Please format the records as a Markdown table with the columns Row and Content, one numbered row per line. Start at the line containing "Return the mask", end at the last line of the records, skip blank lines, and leave out the pictures.

### Data supplied
-=-=-=-=-

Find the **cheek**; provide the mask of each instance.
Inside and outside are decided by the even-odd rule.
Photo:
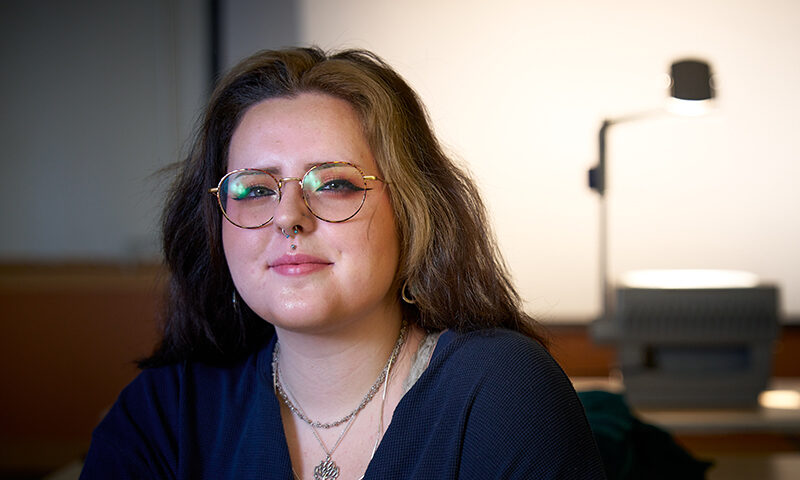
[[[251,251],[247,248],[250,236],[247,230],[234,227],[228,222],[222,226],[222,251],[225,253],[225,261],[234,283],[239,286],[242,275],[245,274],[244,266],[251,264],[246,259],[246,252]]]

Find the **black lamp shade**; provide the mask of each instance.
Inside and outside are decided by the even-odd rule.
[[[700,60],[680,60],[672,64],[673,97],[680,100],[708,100],[714,97],[711,67]]]

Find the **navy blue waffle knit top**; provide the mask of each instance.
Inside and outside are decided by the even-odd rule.
[[[95,429],[81,479],[292,478],[273,339],[234,367],[144,370]],[[537,342],[447,331],[401,399],[368,479],[603,479],[586,416]]]

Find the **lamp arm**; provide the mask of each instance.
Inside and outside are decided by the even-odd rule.
[[[606,187],[608,185],[608,177],[606,176],[606,134],[612,125],[652,117],[662,113],[662,111],[661,109],[645,110],[622,117],[606,118],[600,124],[600,130],[597,132],[597,165],[589,169],[589,187],[600,195],[598,275],[600,277],[600,294],[603,308],[601,320],[609,320],[611,315],[611,289],[608,282],[608,219],[606,212]]]

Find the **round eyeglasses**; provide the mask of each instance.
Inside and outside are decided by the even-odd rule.
[[[302,178],[275,178],[266,170],[243,168],[228,172],[219,185],[209,189],[216,195],[222,214],[240,228],[261,228],[275,216],[282,189],[288,182],[297,182],[308,210],[320,220],[331,223],[353,218],[367,197],[367,180],[384,180],[364,175],[347,162],[314,165]]]

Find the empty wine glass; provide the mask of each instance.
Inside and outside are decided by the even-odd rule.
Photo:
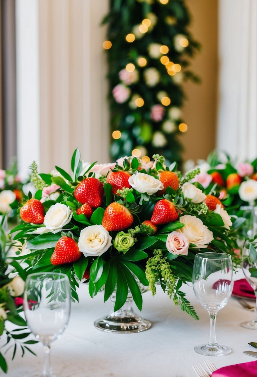
[[[197,254],[193,283],[196,298],[209,313],[211,323],[209,342],[194,349],[197,353],[207,356],[227,355],[232,350],[217,343],[215,322],[217,313],[226,305],[232,292],[233,271],[230,256],[216,253]]]
[[[257,243],[250,241],[245,241],[242,253],[242,268],[246,280],[252,288],[255,296],[257,296],[257,277],[251,276],[251,268],[257,268]],[[255,276],[257,274],[255,273]],[[243,322],[241,324],[243,327],[251,330],[257,330],[257,298],[254,308],[254,314],[252,321]]]
[[[42,377],[53,377],[50,343],[64,331],[70,312],[67,276],[55,273],[29,275],[25,283],[23,305],[28,326],[44,345]]]

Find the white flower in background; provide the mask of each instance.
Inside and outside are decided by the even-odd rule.
[[[156,131],[153,134],[152,144],[155,147],[164,147],[167,144],[167,139],[162,132]]]
[[[46,212],[44,224],[47,229],[53,233],[57,233],[70,222],[72,214],[72,211],[69,207],[60,203],[57,203],[51,205]],[[43,228],[42,229],[45,230]]]
[[[5,190],[0,193],[0,212],[2,213],[9,212],[11,208],[10,204],[16,198],[15,194],[10,190]]]
[[[122,69],[119,72],[119,77],[124,84],[130,85],[138,81],[138,71],[135,69],[133,72],[128,72],[127,69]]]
[[[184,226],[177,229],[177,231],[183,233],[197,248],[206,247],[214,239],[212,232],[196,216],[185,215],[181,216],[179,221]]]
[[[239,191],[239,196],[245,202],[249,202],[251,205],[257,199],[257,181],[248,179],[242,182]]]
[[[144,173],[137,172],[128,178],[130,186],[138,192],[146,192],[153,195],[159,190],[163,190],[164,185],[159,179]]]
[[[162,123],[162,128],[163,131],[167,133],[174,132],[177,129],[176,124],[170,120],[166,120]]]
[[[160,74],[156,68],[150,68],[145,69],[144,77],[145,83],[148,86],[155,86],[160,81]]]
[[[226,229],[230,229],[230,227],[232,226],[232,222],[231,221],[230,216],[220,204],[217,205],[216,209],[214,210],[213,212],[220,215],[224,222],[224,227]]]
[[[148,52],[151,58],[158,59],[162,54],[160,51],[160,48],[162,45],[159,43],[150,43],[148,47]]]
[[[184,198],[191,199],[192,202],[194,204],[202,203],[206,198],[206,195],[201,190],[188,182],[184,183],[182,186],[182,193]]]
[[[99,256],[112,245],[112,237],[102,225],[92,225],[80,232],[78,246],[85,256]]]

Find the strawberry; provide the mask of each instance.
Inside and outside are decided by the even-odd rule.
[[[51,263],[54,265],[72,263],[79,259],[81,254],[76,242],[64,236],[57,241],[51,257]]]
[[[115,202],[109,204],[104,211],[102,225],[108,231],[118,231],[130,227],[133,219],[127,208]]]
[[[213,195],[207,195],[203,202],[205,203],[210,211],[214,211],[216,210],[217,204],[220,204],[222,207],[224,208],[224,205],[219,199]]]
[[[173,172],[162,172],[160,173],[159,180],[164,187],[164,188],[161,191],[158,192],[158,193],[160,195],[163,195],[165,190],[169,186],[175,191],[178,188],[179,181],[177,176]]]
[[[211,175],[212,177],[213,182],[214,183],[216,183],[219,186],[225,185],[225,181],[220,173],[218,172],[213,172],[213,173],[211,173]]]
[[[90,218],[93,213],[93,210],[90,205],[87,203],[85,203],[83,204],[81,207],[78,208],[76,211],[77,215],[81,215],[84,214],[88,220],[90,220]]]
[[[151,222],[150,220],[146,220],[144,221],[143,221],[142,225],[147,226],[147,229],[146,231],[149,236],[155,234],[157,231],[158,228],[156,225],[155,225],[152,222]]]
[[[117,193],[118,189],[121,190],[123,187],[130,188],[131,187],[128,183],[128,178],[131,175],[127,172],[110,172],[107,176],[106,182],[112,186],[112,192],[113,195]]]
[[[178,217],[177,210],[173,204],[167,199],[161,199],[155,206],[151,221],[156,225],[167,224],[175,221]]]
[[[29,199],[21,208],[20,216],[25,222],[43,224],[44,219],[43,205],[37,199]]]
[[[87,203],[94,208],[101,205],[104,190],[102,185],[96,178],[86,178],[77,186],[74,190],[74,196],[84,204]]]

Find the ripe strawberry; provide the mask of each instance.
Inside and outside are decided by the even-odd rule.
[[[158,191],[158,193],[160,195],[163,195],[165,190],[168,186],[175,191],[178,188],[179,181],[177,176],[173,172],[162,172],[160,173],[159,179],[162,183],[164,188],[161,191]]]
[[[219,186],[225,186],[225,181],[222,178],[220,173],[218,172],[213,172],[211,173],[211,175],[213,178],[213,182],[217,184]]]
[[[83,204],[81,207],[78,208],[76,211],[77,213],[77,215],[81,215],[81,213],[84,214],[89,220],[90,220],[90,218],[93,213],[92,208],[90,205],[89,205],[87,203],[85,203],[85,204]]]
[[[149,236],[152,236],[155,234],[158,230],[158,228],[156,225],[155,225],[152,222],[151,222],[150,220],[146,220],[143,221],[142,225],[146,225],[147,228],[146,233]]]
[[[51,263],[54,265],[72,263],[79,259],[81,254],[76,242],[69,237],[63,236],[57,241]]]
[[[206,198],[203,201],[210,211],[214,211],[216,209],[217,204],[220,204],[222,207],[224,208],[224,205],[219,199],[213,195],[207,195]]]
[[[155,206],[151,221],[156,225],[167,224],[175,221],[178,217],[177,210],[173,204],[167,199],[161,199]]]
[[[96,178],[86,178],[74,190],[74,196],[84,204],[87,203],[94,208],[101,205],[104,194],[102,185]]]
[[[112,186],[112,192],[113,195],[117,193],[118,189],[123,187],[130,188],[131,186],[128,183],[128,178],[131,175],[127,172],[110,172],[107,176],[106,182]]]
[[[133,216],[130,211],[121,204],[111,203],[104,211],[102,225],[106,230],[123,230],[132,224]]]
[[[20,216],[25,222],[43,224],[44,219],[43,205],[37,199],[29,199],[21,208]]]

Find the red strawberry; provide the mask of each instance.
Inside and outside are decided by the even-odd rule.
[[[210,211],[214,211],[216,210],[217,204],[220,204],[222,207],[224,208],[224,205],[219,199],[213,195],[207,195],[203,202],[205,203]]]
[[[81,207],[78,208],[76,211],[77,213],[77,215],[81,215],[81,213],[84,214],[89,220],[90,220],[90,218],[93,213],[92,208],[87,203],[85,203],[84,204],[83,204]]]
[[[158,228],[156,225],[151,222],[150,220],[146,220],[143,221],[142,225],[146,225],[147,227],[146,233],[149,236],[155,234],[157,231]]]
[[[80,203],[87,203],[94,208],[101,205],[103,194],[102,185],[96,178],[86,178],[74,190],[74,196]]]
[[[76,242],[69,237],[64,236],[57,241],[51,257],[52,264],[72,263],[80,259],[81,253]]]
[[[158,193],[160,195],[163,195],[165,192],[165,190],[168,186],[175,191],[178,188],[179,181],[177,176],[173,172],[162,172],[160,173],[159,180],[162,183],[164,188],[161,191],[158,191]]]
[[[225,186],[225,181],[222,178],[222,176],[220,173],[218,172],[213,172],[211,173],[211,175],[213,178],[213,182],[217,184],[219,186]]]
[[[111,203],[104,211],[102,225],[106,230],[123,230],[132,224],[133,216],[130,211],[121,204]]]
[[[29,199],[20,209],[20,216],[25,222],[43,224],[44,219],[44,206],[37,199]]]
[[[173,203],[167,199],[158,201],[153,208],[151,221],[156,225],[167,224],[177,220],[179,214]]]
[[[129,188],[131,187],[128,183],[128,178],[131,175],[126,172],[110,172],[107,176],[106,182],[112,186],[112,192],[113,195],[117,193],[118,189],[123,187]]]

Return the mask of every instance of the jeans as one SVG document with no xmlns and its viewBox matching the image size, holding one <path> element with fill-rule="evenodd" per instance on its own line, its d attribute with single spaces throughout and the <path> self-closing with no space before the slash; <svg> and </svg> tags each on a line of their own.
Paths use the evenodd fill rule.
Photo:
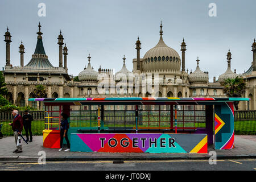
<svg viewBox="0 0 256 182">
<path fill-rule="evenodd" d="M 22 132 L 20 133 L 20 134 L 22 134 Z M 14 131 L 14 138 L 15 138 L 15 146 L 16 146 L 17 144 L 17 140 L 18 140 L 18 131 Z M 21 140 L 22 140 L 22 139 Z M 16 149 L 19 150 L 19 151 L 22 151 L 22 144 L 21 144 L 21 145 L 20 145 L 19 146 L 16 146 Z"/>
<path fill-rule="evenodd" d="M 64 133 L 64 130 L 60 130 L 60 148 L 63 147 L 63 135 Z M 68 138 L 68 130 L 66 131 L 66 134 L 65 135 L 65 139 L 67 142 L 67 144 L 68 145 L 68 148 L 70 148 L 69 140 Z"/>
<path fill-rule="evenodd" d="M 24 129 L 26 131 L 26 136 L 27 140 L 28 140 L 28 131 L 30 133 L 30 139 L 32 140 L 32 130 L 31 130 L 31 122 L 25 121 L 24 122 Z"/>
</svg>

-=-=-=-=-

### The answer
| Row | Content |
|---|---|
| 1 | Return the mask of every instance of the jeans as one SVG document with no xmlns and its viewBox matching the image size, holding one <path> element with fill-rule="evenodd" per instance on its own line, its d attribute with single spaces throughout and the <path> self-closing with no space before the slash; <svg> and </svg> tags each on a line of their own. |
| 2 | Paths use the evenodd fill rule. |
| 3 | Photo: |
| 4 | <svg viewBox="0 0 256 182"> |
| 5 | <path fill-rule="evenodd" d="M 22 132 L 20 133 L 20 134 L 22 134 Z M 14 131 L 14 138 L 15 138 L 15 146 L 16 146 L 17 144 L 17 140 L 18 140 L 18 131 Z M 21 140 L 22 140 L 22 139 Z M 16 149 L 19 150 L 19 151 L 22 151 L 22 144 L 21 144 L 21 145 L 20 145 L 19 146 L 16 146 Z"/> |
| 6 | <path fill-rule="evenodd" d="M 64 133 L 64 130 L 60 130 L 60 148 L 63 147 L 63 135 Z M 68 138 L 68 130 L 66 131 L 66 134 L 65 135 L 65 139 L 67 142 L 67 144 L 68 145 L 68 148 L 70 148 L 69 140 Z"/> |
| 7 | <path fill-rule="evenodd" d="M 24 129 L 26 131 L 26 136 L 27 140 L 28 140 L 28 131 L 30 133 L 30 139 L 32 140 L 32 130 L 31 130 L 31 122 L 25 121 L 24 122 Z"/> |
| 8 | </svg> |